Seite –
========
Vorteile und Lösungen

Mit den Vorhabensergebnissen können wie beabsichtigt kompakte Kühlsysteme für Temperaturen bis in den Millikelvin-Bereich angeboten werden, welche sowohl durch ihren modularen Aufbau als auch durch den einfachen und schnellen Zugang zum Probenraum signifikante Vorteile gegenüber konventionellen Systemen bieten. Dafür wurden umfangreiche Berechnungsmodelle und Zeichnungssätze erstellt. Zudem konnten vorhandene Testeinrichtungen so umgebaut werden, dass sie für die besonders hohen Anforderungen bezüglich der 3Helium-Dichtheit geeignet sind.
========
Datensatz –

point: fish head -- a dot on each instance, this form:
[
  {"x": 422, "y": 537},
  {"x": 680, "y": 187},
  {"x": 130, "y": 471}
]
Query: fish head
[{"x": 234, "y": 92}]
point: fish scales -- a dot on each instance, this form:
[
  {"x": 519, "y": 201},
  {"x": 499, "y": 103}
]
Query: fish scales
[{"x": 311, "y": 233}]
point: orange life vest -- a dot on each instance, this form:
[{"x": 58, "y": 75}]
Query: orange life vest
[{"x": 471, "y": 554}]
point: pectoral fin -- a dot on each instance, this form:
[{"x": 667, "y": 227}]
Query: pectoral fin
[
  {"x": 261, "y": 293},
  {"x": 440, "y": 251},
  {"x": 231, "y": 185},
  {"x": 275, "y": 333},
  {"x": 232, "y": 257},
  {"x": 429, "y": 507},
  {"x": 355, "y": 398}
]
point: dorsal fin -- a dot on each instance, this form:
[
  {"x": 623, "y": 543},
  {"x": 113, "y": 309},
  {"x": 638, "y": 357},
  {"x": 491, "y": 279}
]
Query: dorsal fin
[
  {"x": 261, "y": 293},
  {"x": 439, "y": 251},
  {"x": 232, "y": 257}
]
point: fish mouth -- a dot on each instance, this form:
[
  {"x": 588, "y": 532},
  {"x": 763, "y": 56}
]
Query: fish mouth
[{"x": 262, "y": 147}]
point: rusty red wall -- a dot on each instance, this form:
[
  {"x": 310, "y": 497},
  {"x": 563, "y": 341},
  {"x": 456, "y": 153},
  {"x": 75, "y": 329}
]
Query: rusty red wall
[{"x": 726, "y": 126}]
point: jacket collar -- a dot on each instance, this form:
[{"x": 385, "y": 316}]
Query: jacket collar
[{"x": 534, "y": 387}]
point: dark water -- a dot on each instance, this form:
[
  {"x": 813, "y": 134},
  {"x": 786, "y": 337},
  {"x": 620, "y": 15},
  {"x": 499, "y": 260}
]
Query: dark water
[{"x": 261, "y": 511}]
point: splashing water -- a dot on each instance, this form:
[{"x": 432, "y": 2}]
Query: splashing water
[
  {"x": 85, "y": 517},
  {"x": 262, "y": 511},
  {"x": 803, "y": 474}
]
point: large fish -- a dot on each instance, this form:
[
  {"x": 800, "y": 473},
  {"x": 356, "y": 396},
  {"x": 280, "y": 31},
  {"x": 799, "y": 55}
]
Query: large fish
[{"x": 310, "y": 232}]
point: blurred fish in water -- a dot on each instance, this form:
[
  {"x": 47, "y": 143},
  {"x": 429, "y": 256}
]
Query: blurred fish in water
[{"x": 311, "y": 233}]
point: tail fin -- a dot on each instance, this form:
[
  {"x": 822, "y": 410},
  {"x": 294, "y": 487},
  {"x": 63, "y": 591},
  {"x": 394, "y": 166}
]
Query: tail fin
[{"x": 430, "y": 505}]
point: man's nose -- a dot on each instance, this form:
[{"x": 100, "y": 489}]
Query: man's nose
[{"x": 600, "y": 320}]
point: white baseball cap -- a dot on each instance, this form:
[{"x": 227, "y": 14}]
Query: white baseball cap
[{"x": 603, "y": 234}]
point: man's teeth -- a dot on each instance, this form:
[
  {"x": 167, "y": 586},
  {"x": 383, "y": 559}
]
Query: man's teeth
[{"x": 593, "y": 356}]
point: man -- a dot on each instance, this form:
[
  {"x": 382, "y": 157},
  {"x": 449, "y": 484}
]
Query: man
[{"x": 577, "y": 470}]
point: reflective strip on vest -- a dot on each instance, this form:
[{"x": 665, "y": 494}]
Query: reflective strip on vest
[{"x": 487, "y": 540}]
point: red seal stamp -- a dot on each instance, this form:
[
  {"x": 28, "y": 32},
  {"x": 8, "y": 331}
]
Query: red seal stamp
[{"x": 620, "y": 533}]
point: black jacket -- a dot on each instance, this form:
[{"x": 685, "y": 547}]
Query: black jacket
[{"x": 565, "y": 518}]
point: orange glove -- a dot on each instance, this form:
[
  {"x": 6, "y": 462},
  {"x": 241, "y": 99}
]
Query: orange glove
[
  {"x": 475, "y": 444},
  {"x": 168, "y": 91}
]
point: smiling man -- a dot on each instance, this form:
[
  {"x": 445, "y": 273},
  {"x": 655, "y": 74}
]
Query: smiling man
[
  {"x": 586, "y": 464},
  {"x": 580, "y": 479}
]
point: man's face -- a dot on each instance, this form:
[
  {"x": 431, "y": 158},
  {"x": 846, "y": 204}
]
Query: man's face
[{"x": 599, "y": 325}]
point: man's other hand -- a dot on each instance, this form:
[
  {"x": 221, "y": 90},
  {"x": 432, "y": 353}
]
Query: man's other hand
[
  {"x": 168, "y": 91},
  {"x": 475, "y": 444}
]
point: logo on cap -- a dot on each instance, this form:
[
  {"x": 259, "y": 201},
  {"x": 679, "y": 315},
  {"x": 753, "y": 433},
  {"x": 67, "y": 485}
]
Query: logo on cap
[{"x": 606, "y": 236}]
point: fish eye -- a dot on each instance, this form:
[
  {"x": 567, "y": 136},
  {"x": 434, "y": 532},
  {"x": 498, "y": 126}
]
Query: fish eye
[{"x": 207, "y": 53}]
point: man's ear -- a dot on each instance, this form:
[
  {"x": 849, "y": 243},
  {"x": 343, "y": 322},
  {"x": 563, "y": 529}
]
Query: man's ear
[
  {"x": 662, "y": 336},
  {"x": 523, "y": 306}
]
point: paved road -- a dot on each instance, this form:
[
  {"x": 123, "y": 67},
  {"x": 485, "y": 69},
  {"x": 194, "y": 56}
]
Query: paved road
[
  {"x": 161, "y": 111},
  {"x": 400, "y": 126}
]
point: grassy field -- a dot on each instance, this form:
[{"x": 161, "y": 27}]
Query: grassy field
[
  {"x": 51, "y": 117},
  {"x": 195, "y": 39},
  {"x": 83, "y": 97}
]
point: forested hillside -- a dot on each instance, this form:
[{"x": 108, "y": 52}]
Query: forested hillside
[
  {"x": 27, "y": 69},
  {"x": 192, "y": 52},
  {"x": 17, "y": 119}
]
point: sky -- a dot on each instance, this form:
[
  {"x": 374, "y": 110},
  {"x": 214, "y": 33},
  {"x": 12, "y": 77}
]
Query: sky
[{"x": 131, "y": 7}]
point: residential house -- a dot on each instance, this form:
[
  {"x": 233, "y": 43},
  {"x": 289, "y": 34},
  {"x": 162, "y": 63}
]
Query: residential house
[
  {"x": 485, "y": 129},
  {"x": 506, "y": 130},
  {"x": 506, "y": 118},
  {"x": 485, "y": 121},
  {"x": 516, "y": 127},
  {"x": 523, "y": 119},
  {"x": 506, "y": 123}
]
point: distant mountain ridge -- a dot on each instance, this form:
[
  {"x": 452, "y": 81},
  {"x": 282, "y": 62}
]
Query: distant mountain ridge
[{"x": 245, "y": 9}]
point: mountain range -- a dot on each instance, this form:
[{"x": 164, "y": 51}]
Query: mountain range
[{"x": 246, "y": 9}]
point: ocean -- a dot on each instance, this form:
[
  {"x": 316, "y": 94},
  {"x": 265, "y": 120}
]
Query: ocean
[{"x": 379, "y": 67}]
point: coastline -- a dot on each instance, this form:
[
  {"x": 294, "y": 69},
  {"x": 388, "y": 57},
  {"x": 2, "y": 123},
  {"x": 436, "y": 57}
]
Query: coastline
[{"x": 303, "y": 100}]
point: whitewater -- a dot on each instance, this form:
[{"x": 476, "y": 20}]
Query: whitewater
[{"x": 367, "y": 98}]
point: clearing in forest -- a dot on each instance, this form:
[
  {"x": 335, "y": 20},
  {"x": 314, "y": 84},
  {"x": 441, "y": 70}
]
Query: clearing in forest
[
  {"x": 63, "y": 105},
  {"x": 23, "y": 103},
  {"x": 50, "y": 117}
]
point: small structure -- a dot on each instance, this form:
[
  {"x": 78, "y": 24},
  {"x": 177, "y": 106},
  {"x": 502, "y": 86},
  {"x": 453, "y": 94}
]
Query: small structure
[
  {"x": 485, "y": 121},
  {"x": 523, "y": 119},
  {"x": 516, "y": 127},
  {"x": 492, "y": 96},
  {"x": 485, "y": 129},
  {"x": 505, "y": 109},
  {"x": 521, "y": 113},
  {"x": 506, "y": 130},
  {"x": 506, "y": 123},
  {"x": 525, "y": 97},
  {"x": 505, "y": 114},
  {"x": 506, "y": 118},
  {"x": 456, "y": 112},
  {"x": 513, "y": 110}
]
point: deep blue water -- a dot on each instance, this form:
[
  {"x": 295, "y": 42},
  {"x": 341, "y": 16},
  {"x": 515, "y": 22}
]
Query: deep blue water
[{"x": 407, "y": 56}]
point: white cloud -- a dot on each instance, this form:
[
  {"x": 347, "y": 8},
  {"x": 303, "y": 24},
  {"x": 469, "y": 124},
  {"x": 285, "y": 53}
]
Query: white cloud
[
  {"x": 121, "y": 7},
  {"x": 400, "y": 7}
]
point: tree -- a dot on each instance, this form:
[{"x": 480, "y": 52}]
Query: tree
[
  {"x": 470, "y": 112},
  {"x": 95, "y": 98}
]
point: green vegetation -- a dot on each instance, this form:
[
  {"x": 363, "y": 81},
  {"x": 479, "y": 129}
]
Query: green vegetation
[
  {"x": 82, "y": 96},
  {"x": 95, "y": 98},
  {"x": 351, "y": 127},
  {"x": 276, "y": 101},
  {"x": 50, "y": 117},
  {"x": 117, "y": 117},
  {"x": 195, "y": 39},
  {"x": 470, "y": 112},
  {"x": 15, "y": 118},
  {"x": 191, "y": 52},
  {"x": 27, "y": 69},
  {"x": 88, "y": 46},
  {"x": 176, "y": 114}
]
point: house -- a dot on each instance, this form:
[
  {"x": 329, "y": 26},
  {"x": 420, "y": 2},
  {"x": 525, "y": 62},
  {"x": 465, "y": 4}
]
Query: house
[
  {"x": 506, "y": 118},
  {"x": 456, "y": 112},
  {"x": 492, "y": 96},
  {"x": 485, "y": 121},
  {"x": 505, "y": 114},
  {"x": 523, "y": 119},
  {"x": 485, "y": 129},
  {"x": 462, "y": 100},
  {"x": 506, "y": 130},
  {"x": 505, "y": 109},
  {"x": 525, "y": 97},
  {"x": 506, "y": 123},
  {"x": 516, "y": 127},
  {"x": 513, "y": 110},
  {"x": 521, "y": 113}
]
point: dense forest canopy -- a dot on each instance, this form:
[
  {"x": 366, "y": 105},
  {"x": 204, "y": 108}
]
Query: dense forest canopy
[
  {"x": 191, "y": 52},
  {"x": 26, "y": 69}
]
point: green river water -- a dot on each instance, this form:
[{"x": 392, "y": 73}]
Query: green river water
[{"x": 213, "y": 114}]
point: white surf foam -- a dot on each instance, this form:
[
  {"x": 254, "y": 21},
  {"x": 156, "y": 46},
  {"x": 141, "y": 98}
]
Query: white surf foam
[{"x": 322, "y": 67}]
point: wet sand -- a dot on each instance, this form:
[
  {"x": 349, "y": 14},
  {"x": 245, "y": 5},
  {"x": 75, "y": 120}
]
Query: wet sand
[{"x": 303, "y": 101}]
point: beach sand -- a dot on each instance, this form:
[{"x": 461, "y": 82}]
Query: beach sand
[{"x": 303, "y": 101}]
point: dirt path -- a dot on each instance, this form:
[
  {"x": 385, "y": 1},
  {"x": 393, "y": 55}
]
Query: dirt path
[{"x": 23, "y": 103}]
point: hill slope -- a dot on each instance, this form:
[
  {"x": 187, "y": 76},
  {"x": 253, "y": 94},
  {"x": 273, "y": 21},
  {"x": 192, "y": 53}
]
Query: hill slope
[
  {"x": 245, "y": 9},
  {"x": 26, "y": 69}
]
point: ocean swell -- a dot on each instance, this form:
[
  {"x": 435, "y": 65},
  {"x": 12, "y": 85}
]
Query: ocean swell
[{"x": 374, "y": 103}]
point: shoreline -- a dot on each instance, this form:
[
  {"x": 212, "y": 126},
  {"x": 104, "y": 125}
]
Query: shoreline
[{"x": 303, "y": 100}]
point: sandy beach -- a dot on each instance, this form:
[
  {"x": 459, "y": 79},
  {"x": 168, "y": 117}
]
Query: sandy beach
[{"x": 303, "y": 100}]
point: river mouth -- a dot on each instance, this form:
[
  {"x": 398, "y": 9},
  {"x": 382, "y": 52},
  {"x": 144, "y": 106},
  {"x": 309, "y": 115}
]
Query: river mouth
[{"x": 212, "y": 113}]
========
Aufgabenbeschreibung –
Beantworte anhand der Seite:
1. Bis in welchen Temperaturbereich reichen die angebotenen Kühlsysteme?
2. Was wurde dafür erstellt?
3. Für welche besonders hohen Anforderungen wurden vorhandene Testeinrichtungen umgebaut?
Die Zeilen stehen in keinem Zusammenhang mit der Seite.

Erwartete Antwort –
1. Bis in den Millikelvin-Bereich.
2. Umfangreiche Berechnungsmodelle und Zeichnungssätze.
3. Für die Anforderungen bezüglich der 3Helium-Dichtheit.